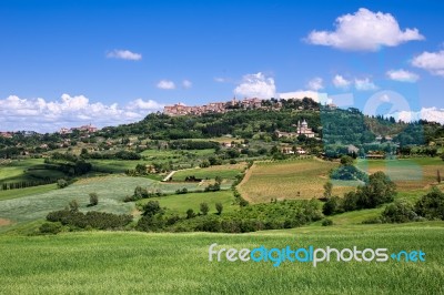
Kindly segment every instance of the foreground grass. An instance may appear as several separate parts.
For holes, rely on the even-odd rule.
[[[252,203],[270,202],[271,199],[321,197],[330,170],[337,166],[337,163],[316,159],[258,162],[246,172],[239,191]],[[336,183],[333,194],[343,195],[354,186],[354,182],[350,186],[346,182]]]
[[[31,186],[20,190],[8,190],[8,191],[0,191],[0,201],[2,200],[10,200],[17,199],[22,196],[30,196],[34,194],[42,194],[57,189],[57,184],[47,184],[47,185],[39,185],[39,186]]]
[[[200,204],[205,202],[210,206],[210,214],[216,213],[215,203],[222,203],[223,212],[233,212],[239,208],[234,204],[234,196],[232,191],[219,192],[204,192],[204,193],[189,193],[168,195],[162,197],[144,199],[138,202],[138,206],[143,206],[149,201],[159,201],[162,207],[167,207],[169,212],[179,215],[185,215],[186,210],[192,208],[195,213],[200,211]]]
[[[6,294],[441,294],[444,223],[302,227],[254,234],[68,233],[0,236]],[[209,262],[208,247],[422,250],[426,262]]]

________________

__Short exercise__
Print all the lines above without any change, leaving out the pictures.

__Exercise response__
Kindly segment every instance of the foreground grass. An instance may appear as several separate parts.
For holes, rely on the even-odd rule.
[[[252,203],[270,202],[271,199],[321,197],[330,170],[337,166],[337,163],[316,159],[258,162],[246,172],[239,191]],[[336,183],[333,194],[343,195],[354,186],[354,182],[350,186],[346,182]]]
[[[31,186],[20,190],[8,190],[8,191],[0,191],[0,201],[2,200],[10,200],[17,199],[22,196],[30,196],[34,194],[42,194],[57,189],[57,184],[47,184],[47,185],[39,185],[39,186]]]
[[[200,204],[205,202],[210,206],[210,214],[216,213],[215,203],[222,203],[223,212],[233,212],[239,208],[234,204],[234,196],[232,191],[219,192],[204,192],[204,193],[189,193],[168,195],[162,197],[144,199],[138,202],[138,206],[143,206],[149,201],[159,201],[162,207],[167,207],[169,212],[179,215],[185,215],[186,210],[192,208],[195,213],[200,211]]]
[[[6,294],[441,294],[444,223],[302,227],[254,234],[68,233],[0,236]],[[209,262],[208,247],[422,250],[426,262]]]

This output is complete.